_GIVEN REQUEST_:
The records below should be written out again, exactly.

# # # # #

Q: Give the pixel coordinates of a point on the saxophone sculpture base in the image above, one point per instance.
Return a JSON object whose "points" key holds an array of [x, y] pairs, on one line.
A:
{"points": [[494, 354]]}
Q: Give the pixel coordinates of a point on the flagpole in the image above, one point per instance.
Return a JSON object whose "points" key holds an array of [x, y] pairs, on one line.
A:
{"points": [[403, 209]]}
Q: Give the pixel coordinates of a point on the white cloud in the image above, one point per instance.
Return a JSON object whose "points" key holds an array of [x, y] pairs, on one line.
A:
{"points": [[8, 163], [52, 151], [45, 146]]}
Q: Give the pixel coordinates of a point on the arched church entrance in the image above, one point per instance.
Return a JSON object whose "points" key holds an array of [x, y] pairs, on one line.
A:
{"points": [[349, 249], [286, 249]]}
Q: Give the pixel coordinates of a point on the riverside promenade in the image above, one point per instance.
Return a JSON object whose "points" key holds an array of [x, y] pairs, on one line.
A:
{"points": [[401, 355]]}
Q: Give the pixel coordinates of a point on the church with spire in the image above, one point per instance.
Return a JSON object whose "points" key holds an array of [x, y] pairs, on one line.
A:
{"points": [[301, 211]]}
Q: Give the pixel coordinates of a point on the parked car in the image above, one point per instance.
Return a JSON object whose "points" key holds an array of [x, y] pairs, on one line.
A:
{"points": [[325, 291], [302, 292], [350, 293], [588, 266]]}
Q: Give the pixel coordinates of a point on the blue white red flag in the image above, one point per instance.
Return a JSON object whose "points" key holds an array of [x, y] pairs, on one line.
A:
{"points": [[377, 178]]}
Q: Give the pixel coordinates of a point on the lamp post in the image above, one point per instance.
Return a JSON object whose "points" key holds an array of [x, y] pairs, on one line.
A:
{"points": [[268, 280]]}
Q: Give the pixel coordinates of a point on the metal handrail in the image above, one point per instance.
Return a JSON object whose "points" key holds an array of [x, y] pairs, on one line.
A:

# # # # #

_SOLUTION TO THE PROBLEM_:
Q: Give the pixel coordinates of a point on the saxophone sculpture base in the image above, one point per instance.
Return a JSON object whose "points" key holds an array of [x, y] pairs, on one line.
A:
{"points": [[494, 354]]}
Q: Give the pixel coordinates of a point on the flagpole in the image above, one point per instance.
Return a JSON object whose "points" key holds an array of [x, y] pairs, on one line.
A:
{"points": [[403, 209]]}
Q: Give the pixel coordinates of a point on the white cloud in the image above, one point per instance.
Return a JSON object whose "points" key holds an array of [x, y] pairs, on one line.
A:
{"points": [[8, 163], [52, 151], [45, 146]]}
Q: Give the pixel coordinates of a point on the arched church entrance in the image above, one point per instance.
Return a JSON object whose "points" key holds an array of [x, y] pairs, on one line.
A:
{"points": [[349, 249], [286, 249]]}
Q: Give the pixel coordinates of a point on the riverside promenade in the image above, one point per instance.
Return a JSON object whose "points" key holds an array of [x, y] pairs, on one line.
A:
{"points": [[401, 355]]}
Q: Give the pixel coordinates of a point on the church with spire in the image above, one point per instance.
Return a JSON object whose "points" key holds an array of [x, y] pairs, on one line.
A:
{"points": [[301, 211]]}
Q: Give the pixel coordinates of a point on the parked car in the image above, one point per instance.
Return a JSON object whose "points" key holds an array of [x, y] pairs, on one line.
A:
{"points": [[325, 291], [302, 292], [350, 293], [588, 266]]}
Q: Give the pixel coordinates of a point on the blue white red flag in the image above, one point per instance.
Return a JSON object whose "points" key holds an array of [x, y] pairs, on one line.
A:
{"points": [[377, 178]]}
Q: Give the pixel coordinates of a point on the lamp post in the image above, one point per instance.
Return a JSON object whose "points" key holds an array of [x, y] pairs, on one line.
A:
{"points": [[268, 280]]}
Q: Give the pixel coordinates of a point on the metal handrail in the image above, one point per instance.
Return a JSON object whose "points" key holds an array of [x, y] pairs, on one line.
A:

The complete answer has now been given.